▶ **Collected data**
## BEGIN

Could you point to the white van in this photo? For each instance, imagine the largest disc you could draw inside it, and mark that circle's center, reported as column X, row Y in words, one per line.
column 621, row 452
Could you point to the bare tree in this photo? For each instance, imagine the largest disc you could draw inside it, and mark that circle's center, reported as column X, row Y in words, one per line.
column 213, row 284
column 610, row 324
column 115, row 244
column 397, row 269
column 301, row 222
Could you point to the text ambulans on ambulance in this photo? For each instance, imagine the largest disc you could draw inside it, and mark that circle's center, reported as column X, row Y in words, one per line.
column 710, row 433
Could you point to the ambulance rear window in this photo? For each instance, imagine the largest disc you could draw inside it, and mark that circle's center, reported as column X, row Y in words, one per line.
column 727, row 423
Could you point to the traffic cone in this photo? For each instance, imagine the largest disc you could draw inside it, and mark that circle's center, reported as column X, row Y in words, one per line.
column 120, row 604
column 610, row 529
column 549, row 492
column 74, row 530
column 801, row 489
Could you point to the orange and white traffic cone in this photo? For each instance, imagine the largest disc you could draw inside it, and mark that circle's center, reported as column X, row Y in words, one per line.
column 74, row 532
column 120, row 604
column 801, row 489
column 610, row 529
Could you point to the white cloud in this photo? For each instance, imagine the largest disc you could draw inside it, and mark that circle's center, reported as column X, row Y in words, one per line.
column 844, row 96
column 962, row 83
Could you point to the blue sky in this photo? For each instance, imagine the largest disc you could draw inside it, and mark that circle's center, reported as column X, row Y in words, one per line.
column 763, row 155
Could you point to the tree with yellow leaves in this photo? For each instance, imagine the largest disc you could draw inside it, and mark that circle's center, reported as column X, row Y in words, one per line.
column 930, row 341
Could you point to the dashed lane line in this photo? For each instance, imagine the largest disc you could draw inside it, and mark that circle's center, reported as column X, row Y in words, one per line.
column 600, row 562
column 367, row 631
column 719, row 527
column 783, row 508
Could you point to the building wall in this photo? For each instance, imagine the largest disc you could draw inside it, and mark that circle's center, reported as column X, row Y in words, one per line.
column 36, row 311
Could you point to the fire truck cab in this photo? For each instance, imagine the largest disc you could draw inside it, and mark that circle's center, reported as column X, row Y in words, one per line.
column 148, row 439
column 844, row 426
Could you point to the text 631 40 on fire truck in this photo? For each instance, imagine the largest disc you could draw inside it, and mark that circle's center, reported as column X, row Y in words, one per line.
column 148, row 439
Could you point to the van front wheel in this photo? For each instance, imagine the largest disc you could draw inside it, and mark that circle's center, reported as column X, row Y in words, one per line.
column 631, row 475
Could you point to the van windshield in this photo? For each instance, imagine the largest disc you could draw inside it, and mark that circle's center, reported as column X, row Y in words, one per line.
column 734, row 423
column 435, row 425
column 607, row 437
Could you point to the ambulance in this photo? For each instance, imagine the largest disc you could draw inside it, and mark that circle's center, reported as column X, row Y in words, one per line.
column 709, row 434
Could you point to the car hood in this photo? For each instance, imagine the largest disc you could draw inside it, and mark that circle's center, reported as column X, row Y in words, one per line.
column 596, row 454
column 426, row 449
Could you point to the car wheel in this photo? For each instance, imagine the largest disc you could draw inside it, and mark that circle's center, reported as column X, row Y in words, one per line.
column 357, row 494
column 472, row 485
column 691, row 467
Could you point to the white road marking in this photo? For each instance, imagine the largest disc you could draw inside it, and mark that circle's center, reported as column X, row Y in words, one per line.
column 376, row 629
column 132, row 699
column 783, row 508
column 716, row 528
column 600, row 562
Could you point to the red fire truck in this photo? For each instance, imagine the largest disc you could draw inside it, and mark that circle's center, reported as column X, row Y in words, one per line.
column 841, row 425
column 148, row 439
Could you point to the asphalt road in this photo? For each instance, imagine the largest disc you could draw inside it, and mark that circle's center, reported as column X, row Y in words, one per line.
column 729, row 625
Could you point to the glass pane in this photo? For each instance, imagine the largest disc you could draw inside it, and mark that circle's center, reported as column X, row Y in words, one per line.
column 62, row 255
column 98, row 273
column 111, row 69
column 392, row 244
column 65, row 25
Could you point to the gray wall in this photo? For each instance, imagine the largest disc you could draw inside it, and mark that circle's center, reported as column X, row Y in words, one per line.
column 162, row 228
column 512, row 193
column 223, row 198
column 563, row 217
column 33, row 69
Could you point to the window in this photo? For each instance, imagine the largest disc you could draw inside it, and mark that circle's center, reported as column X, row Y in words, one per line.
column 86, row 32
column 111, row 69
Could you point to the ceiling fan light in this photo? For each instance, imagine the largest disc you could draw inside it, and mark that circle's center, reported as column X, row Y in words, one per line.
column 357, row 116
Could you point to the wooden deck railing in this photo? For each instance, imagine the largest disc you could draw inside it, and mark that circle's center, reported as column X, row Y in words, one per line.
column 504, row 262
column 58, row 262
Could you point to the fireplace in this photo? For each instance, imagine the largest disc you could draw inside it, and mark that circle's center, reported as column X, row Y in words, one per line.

## END

▶ **Short task**
Retype the lines word for word, starting at the line that has "Could you point to the ambulance rear" and stopping after the line that has "column 727, row 423".

▶ **Result for this exercise**
Could you point to the ambulance rear window in this photo? For each instance, imagine the largest disc you could draw inside it, and mark that circle's center, reported as column X, row Y in words, one per line.
column 727, row 423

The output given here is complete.